_Fragmento del texto_:
- - - - - - -

En España se surfearon las primeras olas el 10 de marzo de 1963, en el Sardinero, y lo hizo Jesús Fiochi. También en Cantabria, en Somo, se abrió hace ahora 25 años la Escuela Cántabra de Surf, pionera en el país. Repasando ambas historias encontramos un hecho curioso. Inicialmente el surf  era un deporte de temporada y en invierno los aficionados se iban a Canarias o Marruecos, los más privilegiados a Perú o Hawái. Algunos practicantes de pesca submarina se sintieron atraídos por el nuevo deporte y para aguantar el frío del agua se dejaron puestos los trajes de goma. Eran calientes pero un tanto incómodos, y con el tiempo evolucionaron hasta el actual traje de neopreno, que fue decisivo para popularizar el surf en esta zona. Lo mismo ocurrió en todo el mundo, y si bien aquí no importaba, en el Pacífico sí, porque allí hay tiburones. Para ellos, un grupo muy numeroso de color negro brillante que se mueve muy rápido, está cerca de la orilla y juega con las olas, sólo pueden ser delfines. Fue por tanto un tiburón, al confundirlos, el que creó la metáfora, y desde entonces decimos con razón que un surfista ES un delfín.
A mi entender, merece mucho la pena profundizar en esta relación amistosa con el mar y seguir el ejemplo de Somo, que en el 2010 invirtió el dinero europeo destinado a potenciar el turismo en nuevas instalaciones y en adoptar el surf como principal seña de identidad. Muchos nos acercamos por allí con frecuencia para contemplar la puesta de sol y cada día nos encontramos con más surfistas. En realidad, una multitud. Da gusto verlos, van descalzos, dando saltos, con la tabla bajo el brazo, tiritando neopreno, y si en el agua son delfines en tierra parecen pingüinos resfriados. Los hay de todas las edades, tipo y condición, como si fuera una actividad que encandila y hermana a las personas, es evidente que son el motor de Somo. A pesar del desastre ocasionado por los temporales del año pasado, nos dicen que los fondos marinos ya se han recuperado y se puede surfear con normalidad. La gente de la bahía se mueve, quizá regresen los buenos tiempos. De momento, hoy ha sido un día glorioso, el sol radiante, los vientos amables, la mar ordenada, las olas perfectas.


publicado en EL MUNDO-Cantabria (6-8-15)

  

jueves, 3 de septiembre de 2015

FUEGOS NATURALES en El Mundo-Cantabria

Fuegos naturales


            Muchos ojos y bocas se han abierto asombrados desde que en el siglo IX un monje taoísta que buscaba un elixir para alcanzar la inmortalidad inventó por casualidad la pólvora. Hay que imaginar su sorpresa ante algo tan prodigioso y la cara  que pusieron los demás monjes cuando les hizo la primera demostración. Sin duda la explosión los dejó a todos sordos, sintieron en sus cuerpos la onda expansiva, la necesidad de correr, lo inútil de cualquier refugio, pero a la vez la alegría de seguir vivos, de haber salido indemnes de la experiencia. Hasta entonces sólo el cielo había tenido un poder semejante: el trueno, el rayo, la tormenta; y controlar esa potencia destructora tuvo que infundirles miedo, perplejidad y una profunda satisfacción. Una foto del grupo mostraría idénticas expresiones a las que tenemos hoy en día nosotros cuando asistimos a unos fuegos artificiales.

- - - - - - -

_Datos mostrados_:
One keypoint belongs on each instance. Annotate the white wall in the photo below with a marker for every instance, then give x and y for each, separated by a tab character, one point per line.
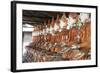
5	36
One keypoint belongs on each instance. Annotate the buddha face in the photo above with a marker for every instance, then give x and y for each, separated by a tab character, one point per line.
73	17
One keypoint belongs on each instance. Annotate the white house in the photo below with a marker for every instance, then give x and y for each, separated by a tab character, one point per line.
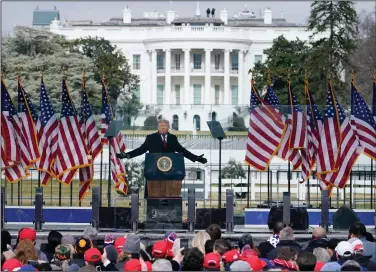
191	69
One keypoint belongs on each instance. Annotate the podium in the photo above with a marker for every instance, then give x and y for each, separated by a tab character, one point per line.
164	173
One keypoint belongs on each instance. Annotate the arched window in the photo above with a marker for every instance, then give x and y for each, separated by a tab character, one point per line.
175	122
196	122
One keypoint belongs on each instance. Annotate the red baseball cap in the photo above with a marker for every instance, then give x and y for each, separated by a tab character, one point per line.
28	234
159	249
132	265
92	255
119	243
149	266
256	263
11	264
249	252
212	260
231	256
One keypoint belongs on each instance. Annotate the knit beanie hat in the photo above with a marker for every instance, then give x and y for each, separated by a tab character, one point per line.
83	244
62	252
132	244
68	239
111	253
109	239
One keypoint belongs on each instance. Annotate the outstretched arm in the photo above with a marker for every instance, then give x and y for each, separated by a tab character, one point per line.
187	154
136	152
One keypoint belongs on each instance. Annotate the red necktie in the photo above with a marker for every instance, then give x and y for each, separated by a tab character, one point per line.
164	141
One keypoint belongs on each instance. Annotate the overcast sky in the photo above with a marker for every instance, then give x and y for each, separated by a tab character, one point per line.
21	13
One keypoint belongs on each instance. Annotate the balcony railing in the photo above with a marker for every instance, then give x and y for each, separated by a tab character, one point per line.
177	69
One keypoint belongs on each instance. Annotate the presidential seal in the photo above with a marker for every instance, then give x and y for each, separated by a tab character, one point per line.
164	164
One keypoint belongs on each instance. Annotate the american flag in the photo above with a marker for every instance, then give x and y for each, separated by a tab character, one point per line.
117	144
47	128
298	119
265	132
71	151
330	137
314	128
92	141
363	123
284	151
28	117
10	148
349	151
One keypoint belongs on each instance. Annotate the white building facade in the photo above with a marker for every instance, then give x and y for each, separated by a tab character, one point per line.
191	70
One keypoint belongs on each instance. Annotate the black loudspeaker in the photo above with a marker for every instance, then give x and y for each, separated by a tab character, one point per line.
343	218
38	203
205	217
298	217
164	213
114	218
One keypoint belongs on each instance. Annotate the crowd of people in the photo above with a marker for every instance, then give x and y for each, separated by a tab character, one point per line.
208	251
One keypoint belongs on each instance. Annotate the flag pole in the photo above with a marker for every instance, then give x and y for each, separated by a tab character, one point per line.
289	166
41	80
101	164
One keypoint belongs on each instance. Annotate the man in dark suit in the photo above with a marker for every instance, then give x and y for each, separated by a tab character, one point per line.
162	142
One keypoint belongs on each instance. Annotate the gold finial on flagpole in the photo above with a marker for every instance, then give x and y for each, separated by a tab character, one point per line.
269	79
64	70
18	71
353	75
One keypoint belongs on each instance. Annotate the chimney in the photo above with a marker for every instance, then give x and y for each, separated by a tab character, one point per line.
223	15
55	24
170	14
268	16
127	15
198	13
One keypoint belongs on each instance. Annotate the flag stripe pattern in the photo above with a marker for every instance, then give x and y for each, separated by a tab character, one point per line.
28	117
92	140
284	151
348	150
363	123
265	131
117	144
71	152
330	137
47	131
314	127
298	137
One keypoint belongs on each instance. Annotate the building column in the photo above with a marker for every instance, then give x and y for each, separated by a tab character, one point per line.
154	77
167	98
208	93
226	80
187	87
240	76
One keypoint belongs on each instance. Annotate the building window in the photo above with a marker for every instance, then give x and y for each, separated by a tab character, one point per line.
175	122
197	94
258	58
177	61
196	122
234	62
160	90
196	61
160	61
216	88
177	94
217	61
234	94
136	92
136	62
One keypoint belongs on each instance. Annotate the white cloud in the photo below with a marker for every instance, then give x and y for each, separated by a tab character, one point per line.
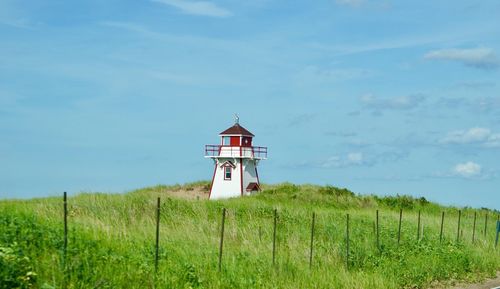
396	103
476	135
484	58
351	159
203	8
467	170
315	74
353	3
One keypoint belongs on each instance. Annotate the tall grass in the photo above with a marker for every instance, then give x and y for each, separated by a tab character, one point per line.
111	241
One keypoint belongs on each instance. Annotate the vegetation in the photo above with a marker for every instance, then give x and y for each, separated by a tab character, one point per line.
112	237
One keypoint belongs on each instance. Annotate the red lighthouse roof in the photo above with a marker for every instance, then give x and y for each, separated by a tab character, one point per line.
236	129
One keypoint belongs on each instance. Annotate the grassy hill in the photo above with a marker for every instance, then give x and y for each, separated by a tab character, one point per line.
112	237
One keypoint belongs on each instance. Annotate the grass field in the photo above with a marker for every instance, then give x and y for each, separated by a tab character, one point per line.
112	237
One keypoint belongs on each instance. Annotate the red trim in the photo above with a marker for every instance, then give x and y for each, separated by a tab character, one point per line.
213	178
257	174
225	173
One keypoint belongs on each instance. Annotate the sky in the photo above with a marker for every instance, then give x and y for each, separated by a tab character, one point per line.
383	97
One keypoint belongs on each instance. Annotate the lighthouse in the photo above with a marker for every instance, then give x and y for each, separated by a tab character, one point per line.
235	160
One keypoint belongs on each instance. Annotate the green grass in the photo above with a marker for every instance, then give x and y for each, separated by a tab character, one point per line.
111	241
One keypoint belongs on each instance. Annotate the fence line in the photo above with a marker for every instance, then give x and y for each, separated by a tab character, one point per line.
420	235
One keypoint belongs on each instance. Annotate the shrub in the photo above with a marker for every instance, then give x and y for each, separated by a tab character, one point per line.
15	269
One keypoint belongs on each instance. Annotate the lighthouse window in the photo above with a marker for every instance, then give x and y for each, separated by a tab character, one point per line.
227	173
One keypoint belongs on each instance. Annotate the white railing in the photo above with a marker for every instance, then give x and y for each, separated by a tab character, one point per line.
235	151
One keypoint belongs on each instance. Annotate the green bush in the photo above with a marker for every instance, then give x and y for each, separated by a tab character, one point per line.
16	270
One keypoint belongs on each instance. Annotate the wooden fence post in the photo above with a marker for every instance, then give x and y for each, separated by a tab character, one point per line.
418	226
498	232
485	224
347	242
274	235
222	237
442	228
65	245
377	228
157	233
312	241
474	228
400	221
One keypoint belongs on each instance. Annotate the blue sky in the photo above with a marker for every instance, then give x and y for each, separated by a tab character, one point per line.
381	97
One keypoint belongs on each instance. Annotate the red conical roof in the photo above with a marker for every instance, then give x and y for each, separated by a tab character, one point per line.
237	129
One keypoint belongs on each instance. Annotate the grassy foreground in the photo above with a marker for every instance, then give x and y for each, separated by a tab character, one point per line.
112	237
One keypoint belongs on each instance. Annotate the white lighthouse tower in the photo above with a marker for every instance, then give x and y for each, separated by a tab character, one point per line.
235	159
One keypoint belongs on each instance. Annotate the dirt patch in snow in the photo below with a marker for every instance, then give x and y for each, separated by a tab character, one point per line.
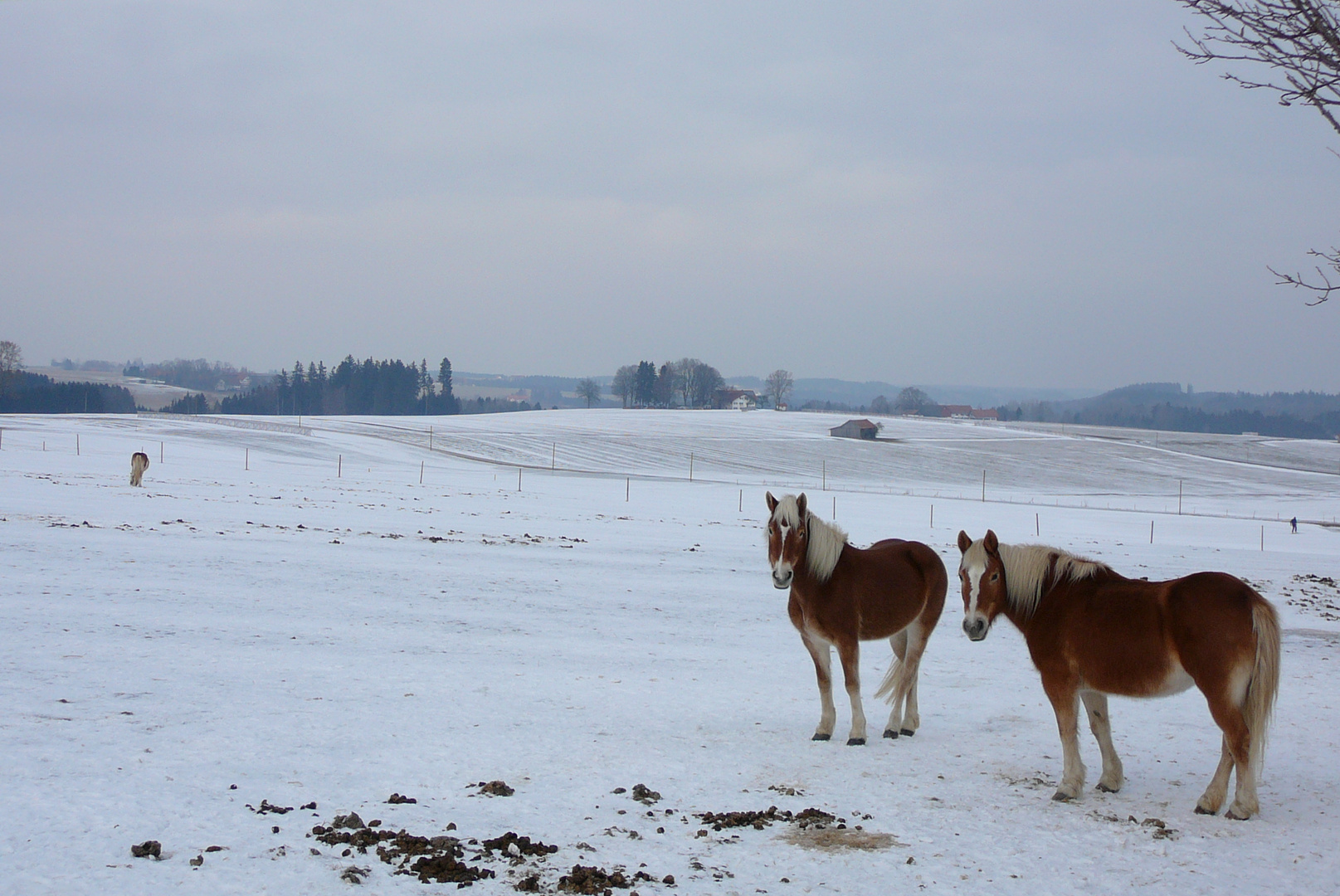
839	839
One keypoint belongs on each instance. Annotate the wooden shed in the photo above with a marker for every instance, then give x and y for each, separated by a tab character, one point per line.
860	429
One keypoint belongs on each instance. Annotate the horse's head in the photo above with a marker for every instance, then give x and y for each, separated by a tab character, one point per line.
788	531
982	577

- - - - - - -

_Tarea 1_:
Transcriba del texto sobre surf y fuegos artificiales el pasaje que va desde "Muchos ojos y" hasta "unos fuegos artificiales.".
_Tarea 2_:
Responda, según el texto sobre surf y fuegos artificiales:
(a) ¿En qué fecha y en qué lugar se surfearon las primeras olas en España?
(b) ¿En qué año invirtió Somo el dinero europeo destinado a potenciar el turismo?
(c) ¿En qué siglo se inventó la pólvora?
_Tarea 3_:
Prosiga el texto sobre surf y fuegos artificiales a partir de su última oración.
El material es un conjunto independiente del texto sobre surf y fuegos artificiales.

_Respuesta 1_:
Muchos ojos y bocas se han abierto asombrados desde que en el siglo IX un monje taoísta que buscaba un elixir para alcanzar la inmortalidad inventó por casualidad la pólvora. Hay que imaginar su sorpresa ante algo tan prodigioso y la cara  que pusieron los demás monjes cuando les hizo la primera demostración. Sin duda la explosión los dejó a todos sordos, sintieron en sus cuerpos la onda expansiva, la necesidad de correr, lo inútil de cualquier refugio, pero a la vez la alegría de seguir vivos, de haber salido indemnes de la experiencia. Hasta entonces sólo el cielo había tenido un poder semejante: el trueno, el rayo, la tormenta; y controlar esa potencia destructora tuvo que infundirles miedo, perplejidad y una profunda satisfacción. Una foto del grupo mostraría idénticas expresiones a las que tenemos hoy en día nosotros cuando asistimos a unos fuegos artificiales.

_Respuesta 2_:
(a) El 10 de marzo de 1963, en el Sardinero.
(b) En 2010.
(c) En el siglo IX.

_Respuesta 3_:
            La pirotecnia nos ha fascinado desde su creación, casi inmediata al descubrimiento de la pólvora, que antes de convertirse en arma mortal fue sobre todo un juego, un entretenimiento, una máquina del tiempo que nos devuelve al territorio de la infancia con inusitada rapidez. Hay algo mágico y sobrenatural en los Fuegos, nos encantan, acudimos siempre a su llamada, hasta los niños se extrañan cuando tiramos de ellos y gesticulamos como payasos intentando explicarles la maravilla que van a ver a continuación.  Es el alarde humano por excelencia, la chulería llevada al extremo, la máxima demostración de lo que somos capaces de hacer cuando no nos ponemos beligerantes: la belleza por la belleza, y a lo bestia. Un dispendio económico del que antaño sólo disfrutaban los emperadores y ahora es el espectáculo que reúne mayor número de personas en cualquier fiesta, sea de pueblo pequeño o de la ciudad de New York. Es un acto ceremonial, la liturgia de la luz, un regalo.
            Pero también hay voces críticas contra los fuegos artificiales. Son peligrosos, es evidente, siempre hay algún herido, contienen substancias contaminantes que se esparcen a los cuatro vientos y últimamente nos quejamos de que molestan de un modo cruel a nuestras mascotas, en particular a los perros. El récord lo tienen los portugueses, que lanzaron en la Isla de Madeira más de 70.000 artefactos durante una hora en la Nochevieja del 2006, y quién sabe cuántas dentelladas aguantaron los sillones y las cortinas. Quizá llegue un día en que exista una normativa para controlar los decibelios de esta costumbre tan arraigada que ya forma parte de la naturaleza humana, pero entonces habremos perdido la necesidad de vanagloriarnos por el mero hecho de existir, algo improbable. De momento, todos los años por estas fechas estivales esperamos la llegada de los Fuegos como un espectáculo singular. Nos gusta su maravilla y también sentir que el cielo se viene abajo, algo que resulta iniciático para los pequeños y renovador para los adultos, todos dispuestos a premiar cada explosión de luz con un Ohh, con muchas haches.